● **Exercise goal**:
Continue the numbered news roundup below on Alabama's U.S. Senate race from where it stops.

● **Supplied passage**:
4. Britt didn’t veto an abortion pill resolution as SGA president
- A recent ad released by U.S. Senate candidate Mike Durant’s campaign claims that fellow candidate Katie Britt “let abortion pills be supplied to teenagers” while she was SGA president at the University of Alabama since there was a resolution passed in 2003 asking that the Morning After pill be provided at the campus health center.
- Since Britt didn’t veto the resolution, the Durant campaign has called into question her pro-life stance. Despite the claim that this medication is an “abortion pill,” it’s only to be used as a last resort to prevent pregnancy from ever actually happening. Britt has defended her pro-life position saying she’s “a Christian, conservative wife and mother of two precious children,” and she’s “proud to be 100% pro-life. She added, “Both my faith and the science tell me that life begins at conception, and I’ll fight tirelessly to protect life in the Senate.”
3. Brooks running on his illegal immigration record
- U.S. Senate candidate U.S. Representative Mo Brooks (R-Huntsville) has released a new television ad from his campaign where his record on illegal immigration is brought to focus, stating his ranking by NumbersUSA claims he has the best record on the issue.
- The ad states, “No one has fought illegal immigration harder than Mo Brooks. Mo cosponsored the Deport Foreign Criminals Act, the No Social Security for Illegals Act, fought the Gang of Eight amnesty bill, fought to fund President Trump’s border wall. NumbersUSA gave Mo the highest rating in Congress on securing the border. Mo Brooks – Our true, proven conservative.”

● **Data listing**:
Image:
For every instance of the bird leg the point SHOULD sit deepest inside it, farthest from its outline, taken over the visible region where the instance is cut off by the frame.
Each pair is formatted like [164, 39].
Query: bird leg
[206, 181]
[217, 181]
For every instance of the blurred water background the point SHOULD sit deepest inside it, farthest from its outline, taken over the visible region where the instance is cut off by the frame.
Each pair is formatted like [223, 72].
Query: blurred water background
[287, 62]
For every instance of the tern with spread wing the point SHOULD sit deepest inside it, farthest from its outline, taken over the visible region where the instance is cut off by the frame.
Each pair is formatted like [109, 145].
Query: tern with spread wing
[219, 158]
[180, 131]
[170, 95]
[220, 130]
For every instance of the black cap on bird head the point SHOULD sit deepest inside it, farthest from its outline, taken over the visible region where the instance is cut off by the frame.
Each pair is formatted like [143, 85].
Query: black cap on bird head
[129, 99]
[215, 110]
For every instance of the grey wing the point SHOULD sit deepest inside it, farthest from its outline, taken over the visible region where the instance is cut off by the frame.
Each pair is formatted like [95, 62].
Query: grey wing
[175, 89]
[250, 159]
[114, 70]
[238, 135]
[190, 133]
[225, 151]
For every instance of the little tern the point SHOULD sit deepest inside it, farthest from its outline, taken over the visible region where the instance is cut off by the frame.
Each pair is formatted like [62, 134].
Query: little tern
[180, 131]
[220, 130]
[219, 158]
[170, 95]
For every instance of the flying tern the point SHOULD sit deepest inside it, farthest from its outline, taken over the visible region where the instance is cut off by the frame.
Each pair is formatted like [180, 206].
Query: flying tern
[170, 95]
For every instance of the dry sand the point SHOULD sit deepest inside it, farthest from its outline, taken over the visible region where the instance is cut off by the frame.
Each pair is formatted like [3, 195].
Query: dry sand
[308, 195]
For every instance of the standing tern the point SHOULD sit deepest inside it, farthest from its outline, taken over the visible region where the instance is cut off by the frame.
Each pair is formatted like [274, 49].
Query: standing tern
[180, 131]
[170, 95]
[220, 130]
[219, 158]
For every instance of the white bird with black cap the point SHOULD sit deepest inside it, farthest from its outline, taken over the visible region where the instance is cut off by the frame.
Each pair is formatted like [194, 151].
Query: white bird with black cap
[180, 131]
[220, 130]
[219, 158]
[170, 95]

● **Exercise answer**:
2. Biden used yesterday’s speech in Buffalo to hammer his enemies, as usual
- The beginning of President Joe Biden’s speech in the aftermath of the shooting at a grocery store in Buffalo focused on the victims, their lives and the heroism of a retired police officer who lost his life; then it went off the rails. Biden railed on his political enemies, called them racist, suggested the attack was related to the riot at the U.S. Capitol, and accused them of pushing conspiracy theories for political gain and profit.
- All of this was rather rich, but the media ate it up before reporting hours later that President Biden had “finally” had it with Republicans and he would no longer be seeking to work with Republicans and would be more adversarial. Oddly, Biden has called Republicans the “most extreme” political party in American history, referred to their immigration plans as “Jim Crow 2.0,” asserted they worshipped the “MAGA King,” and regularly claimed they don’t care about average Americans. But, now, he has had enough because first lady Jill Biden has told him to be “less scripted and more on the offensive.”
1. The “Great Replacement Theory” has been a Democrat talking point for years
- Much is being made of the rhetoric on the right and from media personalities about the changing demographics of America and immigration, the premise being Democrats are pushing this to happen for political gain. One of the reasons this keeps coming up is because Democrats have been openly talking about it for years, so obviously, the media is framing this as a Republican conspiracy theory.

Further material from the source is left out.